[[ Given passage open ]]
Southern National Motorsports Park hosted 4 NASCAR Southeast Series races between 1996 and 2002. The track also hosted 7 NASCAR Whelen Southern Modified Tour events between 2006 and 2014.

The facility had one ASA National Tour race in 1998.

Between 1997 and 2014, the track also hosted 15 CARS X-1R Pro Cup Series events. 11 different drivers had won races and some of them drove in NASCAR, like Mario Gosselin, Bobby Gill, Mark McFarland, Michael Ritch, Clay Rogers and Caleb Holman.

In 2009, the track essentially closed with only a single racing event taking place on the track. The PASS South Super Late Model Series held one of their points races at the track on September 26, 2009. A USARacing Pro Cup Series event had been scheduled for August 15, 2009, but it was canceled by the series and replaced by a second race at Langley Speedway.

Southern National Raceway Park came up for auction on October 7, 2011 and Michael Diaz purchased the facility for $650,000. The track re-opened in 2012 as Southern National Motorsports Park with a regular racing schedule.

Between 2015 until now, CARS Super Late Model Tour hosted 6 races at the track. 6 different drivers had won races, including notable NASCAR drivers like Christopher Bell, Quin Houff, Raphaël Lessard and Bubba Pollard. In that period, the CARS Late Model Stock Tour also had run 6 races at the track, 5 different drivers had won races, including notable NASCAR drivers like Todd Gilliland, Deac McCaskill, Josh Berry and Taylor Gray.

In December 2015, the track was added to the racing simulation site iRacing.com.

On December 18, 2020, it was announced that Southern National would host an ARCA Menards Series East race for the first time on June 12, 2021.

The track would lose its ARCA East race but would gain a Carolina Pro Late Model Series and SMART Modified Tour race in 2022.
[[ Given passage closed ]]
[[ Recorded information open ]]
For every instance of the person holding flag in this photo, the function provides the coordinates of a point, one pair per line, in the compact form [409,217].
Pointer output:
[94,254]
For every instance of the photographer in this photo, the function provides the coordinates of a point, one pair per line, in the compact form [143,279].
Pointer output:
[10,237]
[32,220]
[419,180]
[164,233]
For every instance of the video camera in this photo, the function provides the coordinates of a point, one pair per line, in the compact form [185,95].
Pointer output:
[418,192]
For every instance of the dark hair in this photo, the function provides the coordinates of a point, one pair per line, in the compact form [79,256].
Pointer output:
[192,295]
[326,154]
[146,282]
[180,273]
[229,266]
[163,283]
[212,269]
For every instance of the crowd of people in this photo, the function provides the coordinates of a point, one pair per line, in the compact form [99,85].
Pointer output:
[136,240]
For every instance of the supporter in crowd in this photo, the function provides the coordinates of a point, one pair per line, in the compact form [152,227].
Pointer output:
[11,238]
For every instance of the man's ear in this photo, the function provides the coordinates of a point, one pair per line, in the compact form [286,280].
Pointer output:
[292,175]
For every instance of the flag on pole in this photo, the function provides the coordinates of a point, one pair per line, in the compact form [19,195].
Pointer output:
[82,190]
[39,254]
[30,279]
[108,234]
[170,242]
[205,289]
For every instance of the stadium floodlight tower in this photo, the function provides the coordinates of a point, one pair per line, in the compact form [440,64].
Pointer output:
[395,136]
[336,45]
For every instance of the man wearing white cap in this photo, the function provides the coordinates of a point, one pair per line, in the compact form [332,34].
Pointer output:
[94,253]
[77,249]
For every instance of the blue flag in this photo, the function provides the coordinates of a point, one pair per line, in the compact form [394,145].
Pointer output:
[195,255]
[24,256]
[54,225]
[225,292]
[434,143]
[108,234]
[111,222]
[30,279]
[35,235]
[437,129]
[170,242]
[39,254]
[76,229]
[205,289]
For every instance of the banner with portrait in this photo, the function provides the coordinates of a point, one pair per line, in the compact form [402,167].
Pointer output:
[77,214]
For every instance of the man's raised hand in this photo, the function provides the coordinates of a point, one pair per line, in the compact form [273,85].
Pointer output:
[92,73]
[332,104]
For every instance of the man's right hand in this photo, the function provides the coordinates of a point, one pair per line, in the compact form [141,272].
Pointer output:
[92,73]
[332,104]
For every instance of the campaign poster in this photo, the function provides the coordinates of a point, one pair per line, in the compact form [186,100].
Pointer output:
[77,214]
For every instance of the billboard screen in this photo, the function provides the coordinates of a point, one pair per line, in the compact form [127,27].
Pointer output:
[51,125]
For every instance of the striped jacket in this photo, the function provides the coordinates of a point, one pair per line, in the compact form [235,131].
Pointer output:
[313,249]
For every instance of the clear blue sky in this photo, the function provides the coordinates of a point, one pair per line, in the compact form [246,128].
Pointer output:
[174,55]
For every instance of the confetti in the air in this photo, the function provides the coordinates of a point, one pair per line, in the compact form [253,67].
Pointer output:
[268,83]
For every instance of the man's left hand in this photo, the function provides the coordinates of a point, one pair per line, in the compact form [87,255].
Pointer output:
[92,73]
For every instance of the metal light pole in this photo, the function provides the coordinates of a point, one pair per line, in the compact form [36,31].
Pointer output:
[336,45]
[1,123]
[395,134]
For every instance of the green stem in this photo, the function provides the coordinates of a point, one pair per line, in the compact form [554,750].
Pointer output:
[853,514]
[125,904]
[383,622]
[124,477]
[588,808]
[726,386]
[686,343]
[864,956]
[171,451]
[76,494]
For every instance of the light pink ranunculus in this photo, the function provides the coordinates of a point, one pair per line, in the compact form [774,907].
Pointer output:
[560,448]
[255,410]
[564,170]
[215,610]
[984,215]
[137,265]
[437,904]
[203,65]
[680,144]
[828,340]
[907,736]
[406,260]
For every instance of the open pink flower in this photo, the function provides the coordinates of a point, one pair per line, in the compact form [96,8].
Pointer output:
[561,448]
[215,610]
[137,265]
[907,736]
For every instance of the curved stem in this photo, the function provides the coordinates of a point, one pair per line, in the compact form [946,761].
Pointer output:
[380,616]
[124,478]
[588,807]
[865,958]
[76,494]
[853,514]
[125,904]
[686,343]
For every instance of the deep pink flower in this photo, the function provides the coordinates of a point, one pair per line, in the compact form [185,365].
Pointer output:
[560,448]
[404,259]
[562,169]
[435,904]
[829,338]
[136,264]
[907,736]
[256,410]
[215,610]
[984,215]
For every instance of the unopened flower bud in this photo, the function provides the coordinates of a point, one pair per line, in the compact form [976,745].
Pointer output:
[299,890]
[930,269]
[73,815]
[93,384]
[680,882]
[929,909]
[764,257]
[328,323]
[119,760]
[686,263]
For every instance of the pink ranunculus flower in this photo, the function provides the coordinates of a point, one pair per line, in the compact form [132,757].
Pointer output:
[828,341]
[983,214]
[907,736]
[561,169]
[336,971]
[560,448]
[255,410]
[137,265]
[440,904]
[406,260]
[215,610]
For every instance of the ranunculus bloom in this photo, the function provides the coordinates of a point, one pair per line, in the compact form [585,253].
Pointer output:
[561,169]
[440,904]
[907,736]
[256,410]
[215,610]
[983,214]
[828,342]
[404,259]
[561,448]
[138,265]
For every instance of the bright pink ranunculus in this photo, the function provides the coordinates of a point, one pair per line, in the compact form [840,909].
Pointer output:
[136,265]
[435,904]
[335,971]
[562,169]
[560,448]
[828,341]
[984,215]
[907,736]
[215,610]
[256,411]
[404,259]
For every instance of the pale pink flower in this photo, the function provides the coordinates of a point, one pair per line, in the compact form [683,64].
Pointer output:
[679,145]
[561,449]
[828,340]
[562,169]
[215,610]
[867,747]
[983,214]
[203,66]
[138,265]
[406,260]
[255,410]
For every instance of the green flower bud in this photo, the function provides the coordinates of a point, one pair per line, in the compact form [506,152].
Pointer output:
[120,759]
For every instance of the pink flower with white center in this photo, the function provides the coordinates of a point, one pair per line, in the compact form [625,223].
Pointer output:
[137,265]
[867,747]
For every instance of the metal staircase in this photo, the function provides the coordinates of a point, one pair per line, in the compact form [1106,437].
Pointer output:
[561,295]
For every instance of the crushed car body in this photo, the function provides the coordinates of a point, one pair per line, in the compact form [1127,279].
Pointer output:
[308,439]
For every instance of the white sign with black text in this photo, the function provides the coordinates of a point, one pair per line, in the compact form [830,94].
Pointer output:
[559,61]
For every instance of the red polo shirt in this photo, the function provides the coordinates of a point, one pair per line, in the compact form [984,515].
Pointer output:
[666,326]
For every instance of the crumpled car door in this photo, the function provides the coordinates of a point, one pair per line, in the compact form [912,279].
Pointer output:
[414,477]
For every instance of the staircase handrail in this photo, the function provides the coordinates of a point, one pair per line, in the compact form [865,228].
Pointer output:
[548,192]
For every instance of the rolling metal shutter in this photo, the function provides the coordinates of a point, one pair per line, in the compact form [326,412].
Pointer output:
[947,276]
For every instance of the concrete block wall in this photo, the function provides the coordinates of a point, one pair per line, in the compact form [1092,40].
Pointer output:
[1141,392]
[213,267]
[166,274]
[[ Recorded information closed ]]
### What to do:
Return the stretch of the Southern National Motorsports Park text from "The facility had" through "at Langley Speedway.", copied word for word.

### Response to this exercise:
The facility had one ASA National Tour race in 1998.

Between 1997 and 2014, the track also hosted 15 CARS X-1R Pro Cup Series events. 11 different drivers had won races and some of them drove in NASCAR, like Mario Gosselin, Bobby Gill, Mark McFarland, Michael Ritch, Clay Rogers and Caleb Holman.

In 2009, the track essentially closed with only a single racing event taking place on the track. The PASS South Super Late Model Series held one of their points races at the track on September 26, 2009. A USARacing Pro Cup Series event had been scheduled for August 15, 2009, but it was canceled by the series and replaced by a second race at Langley Speedway.